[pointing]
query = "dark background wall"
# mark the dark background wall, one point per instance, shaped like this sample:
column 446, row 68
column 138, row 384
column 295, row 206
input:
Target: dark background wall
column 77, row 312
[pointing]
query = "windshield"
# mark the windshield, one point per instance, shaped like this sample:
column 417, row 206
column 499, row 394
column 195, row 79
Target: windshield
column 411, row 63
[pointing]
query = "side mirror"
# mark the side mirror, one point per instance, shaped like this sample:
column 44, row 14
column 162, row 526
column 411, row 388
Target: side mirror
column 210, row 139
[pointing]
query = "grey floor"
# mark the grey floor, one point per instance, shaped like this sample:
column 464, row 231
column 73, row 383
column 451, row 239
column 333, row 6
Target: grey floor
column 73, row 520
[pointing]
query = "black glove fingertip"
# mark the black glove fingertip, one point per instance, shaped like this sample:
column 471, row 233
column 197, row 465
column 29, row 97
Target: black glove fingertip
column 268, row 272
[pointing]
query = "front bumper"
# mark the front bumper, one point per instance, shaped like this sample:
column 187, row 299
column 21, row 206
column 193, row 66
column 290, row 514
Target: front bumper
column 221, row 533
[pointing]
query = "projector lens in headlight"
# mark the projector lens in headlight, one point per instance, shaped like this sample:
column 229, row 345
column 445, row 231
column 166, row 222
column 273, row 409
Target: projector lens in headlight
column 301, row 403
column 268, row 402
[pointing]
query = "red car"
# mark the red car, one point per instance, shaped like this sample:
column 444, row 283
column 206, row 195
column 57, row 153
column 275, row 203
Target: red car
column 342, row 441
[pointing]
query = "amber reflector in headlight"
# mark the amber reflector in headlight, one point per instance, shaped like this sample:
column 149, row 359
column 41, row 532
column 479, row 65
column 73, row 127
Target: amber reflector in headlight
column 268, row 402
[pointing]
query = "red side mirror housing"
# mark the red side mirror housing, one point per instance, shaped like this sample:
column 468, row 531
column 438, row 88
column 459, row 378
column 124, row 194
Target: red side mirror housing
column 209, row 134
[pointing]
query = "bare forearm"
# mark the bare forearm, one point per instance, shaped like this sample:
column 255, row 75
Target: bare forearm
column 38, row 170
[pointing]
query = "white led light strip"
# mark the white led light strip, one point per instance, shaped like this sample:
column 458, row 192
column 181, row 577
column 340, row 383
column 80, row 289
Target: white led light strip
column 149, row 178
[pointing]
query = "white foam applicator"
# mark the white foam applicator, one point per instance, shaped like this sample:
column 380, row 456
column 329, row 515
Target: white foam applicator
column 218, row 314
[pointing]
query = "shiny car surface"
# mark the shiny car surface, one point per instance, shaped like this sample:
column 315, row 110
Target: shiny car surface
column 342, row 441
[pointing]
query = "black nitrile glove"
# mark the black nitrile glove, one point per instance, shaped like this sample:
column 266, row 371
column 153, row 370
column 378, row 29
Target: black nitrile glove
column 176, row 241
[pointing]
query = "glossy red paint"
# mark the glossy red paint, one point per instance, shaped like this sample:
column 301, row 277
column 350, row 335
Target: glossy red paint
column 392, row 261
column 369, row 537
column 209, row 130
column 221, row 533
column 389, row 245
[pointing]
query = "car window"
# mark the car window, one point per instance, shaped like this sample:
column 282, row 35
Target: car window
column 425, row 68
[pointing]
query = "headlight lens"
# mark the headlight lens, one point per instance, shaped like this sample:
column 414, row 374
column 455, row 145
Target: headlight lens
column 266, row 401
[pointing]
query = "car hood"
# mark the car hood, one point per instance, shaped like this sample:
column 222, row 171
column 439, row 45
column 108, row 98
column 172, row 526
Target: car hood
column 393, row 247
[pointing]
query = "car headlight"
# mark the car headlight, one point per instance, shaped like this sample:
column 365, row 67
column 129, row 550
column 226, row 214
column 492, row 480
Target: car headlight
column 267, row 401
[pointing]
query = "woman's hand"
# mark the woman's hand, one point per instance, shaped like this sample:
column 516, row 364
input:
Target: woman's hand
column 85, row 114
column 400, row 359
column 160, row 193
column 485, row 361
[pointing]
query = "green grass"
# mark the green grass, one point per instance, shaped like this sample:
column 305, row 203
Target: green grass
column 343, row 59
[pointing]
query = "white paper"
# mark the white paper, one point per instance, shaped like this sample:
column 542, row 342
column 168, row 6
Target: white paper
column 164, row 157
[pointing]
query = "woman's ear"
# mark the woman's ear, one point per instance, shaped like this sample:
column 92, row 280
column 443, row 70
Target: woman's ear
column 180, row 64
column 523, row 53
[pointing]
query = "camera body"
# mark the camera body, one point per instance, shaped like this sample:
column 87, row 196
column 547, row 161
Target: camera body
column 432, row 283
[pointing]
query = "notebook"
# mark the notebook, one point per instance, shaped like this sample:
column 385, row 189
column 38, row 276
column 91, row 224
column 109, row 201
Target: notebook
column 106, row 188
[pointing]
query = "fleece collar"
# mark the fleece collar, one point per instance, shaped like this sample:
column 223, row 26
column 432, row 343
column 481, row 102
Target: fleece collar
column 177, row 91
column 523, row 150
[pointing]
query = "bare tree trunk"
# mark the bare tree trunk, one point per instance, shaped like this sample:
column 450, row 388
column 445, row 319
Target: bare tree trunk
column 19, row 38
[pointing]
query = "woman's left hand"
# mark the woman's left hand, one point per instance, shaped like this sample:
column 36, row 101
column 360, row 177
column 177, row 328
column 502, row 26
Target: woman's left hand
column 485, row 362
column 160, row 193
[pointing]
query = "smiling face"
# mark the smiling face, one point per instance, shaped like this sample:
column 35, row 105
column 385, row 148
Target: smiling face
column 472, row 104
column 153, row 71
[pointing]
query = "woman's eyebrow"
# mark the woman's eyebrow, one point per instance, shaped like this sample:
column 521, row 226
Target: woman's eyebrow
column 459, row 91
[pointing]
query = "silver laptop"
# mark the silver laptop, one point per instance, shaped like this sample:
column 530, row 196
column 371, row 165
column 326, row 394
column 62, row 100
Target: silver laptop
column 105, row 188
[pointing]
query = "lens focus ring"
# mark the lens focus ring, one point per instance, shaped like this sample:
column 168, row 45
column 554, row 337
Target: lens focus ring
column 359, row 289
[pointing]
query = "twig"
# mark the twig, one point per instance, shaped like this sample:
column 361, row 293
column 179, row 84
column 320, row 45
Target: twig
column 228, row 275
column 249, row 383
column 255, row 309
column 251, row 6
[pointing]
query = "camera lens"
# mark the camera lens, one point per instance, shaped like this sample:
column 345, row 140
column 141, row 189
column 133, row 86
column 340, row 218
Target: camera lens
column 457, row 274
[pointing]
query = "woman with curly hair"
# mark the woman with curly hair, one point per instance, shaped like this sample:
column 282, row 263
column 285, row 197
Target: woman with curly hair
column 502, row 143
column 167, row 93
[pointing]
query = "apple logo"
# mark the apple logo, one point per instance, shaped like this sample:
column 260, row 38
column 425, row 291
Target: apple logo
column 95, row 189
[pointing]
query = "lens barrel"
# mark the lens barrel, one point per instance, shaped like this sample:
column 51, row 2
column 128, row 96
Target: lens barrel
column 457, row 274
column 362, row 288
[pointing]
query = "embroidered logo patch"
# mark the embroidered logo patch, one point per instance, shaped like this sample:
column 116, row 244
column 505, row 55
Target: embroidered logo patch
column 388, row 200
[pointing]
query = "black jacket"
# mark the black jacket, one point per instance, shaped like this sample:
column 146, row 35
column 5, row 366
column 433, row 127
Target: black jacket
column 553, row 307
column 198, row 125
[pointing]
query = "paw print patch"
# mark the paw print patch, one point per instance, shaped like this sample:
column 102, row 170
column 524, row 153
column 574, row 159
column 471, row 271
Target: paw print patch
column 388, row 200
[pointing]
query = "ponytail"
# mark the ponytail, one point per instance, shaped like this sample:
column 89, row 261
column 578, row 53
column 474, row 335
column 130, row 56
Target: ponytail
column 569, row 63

☆ ☆ ☆ ☆

EXERCISE: Put the listing, from its start through the line holding "column 210, row 139", inclusive, into a Markdown table with a Number column counting the rows and a Text column giving each line, skipping blank lines.

CORRECT RESPONSE:
| Number | Text |
|---|---|
| 1 | [pointing] |
| 2 | query = "dark background wall" |
| 3 | # mark the dark background wall, one point per instance, shaped like this sample: |
| 4 | column 446, row 68 |
| 5 | column 138, row 384 |
| 6 | column 295, row 206 |
| 7 | input: |
| 8 | Target: dark background wall |
| 9 | column 77, row 312 |
| 10 | [pointing] |
| 11 | query = "windshield" |
| 12 | # mark the windshield, one point per instance, shaped like this sample: |
| 13 | column 417, row 206 |
| 14 | column 499, row 394 |
| 15 | column 195, row 79 |
| 16 | Target: windshield |
| 17 | column 411, row 63 |
| 18 | [pointing] |
| 19 | query = "side mirror" |
| 20 | # mark the side mirror, one point per instance, shaped like this sample: |
| 21 | column 44, row 14 |
| 22 | column 162, row 526 |
| 23 | column 411, row 388 |
| 24 | Target: side mirror |
| 25 | column 210, row 139 |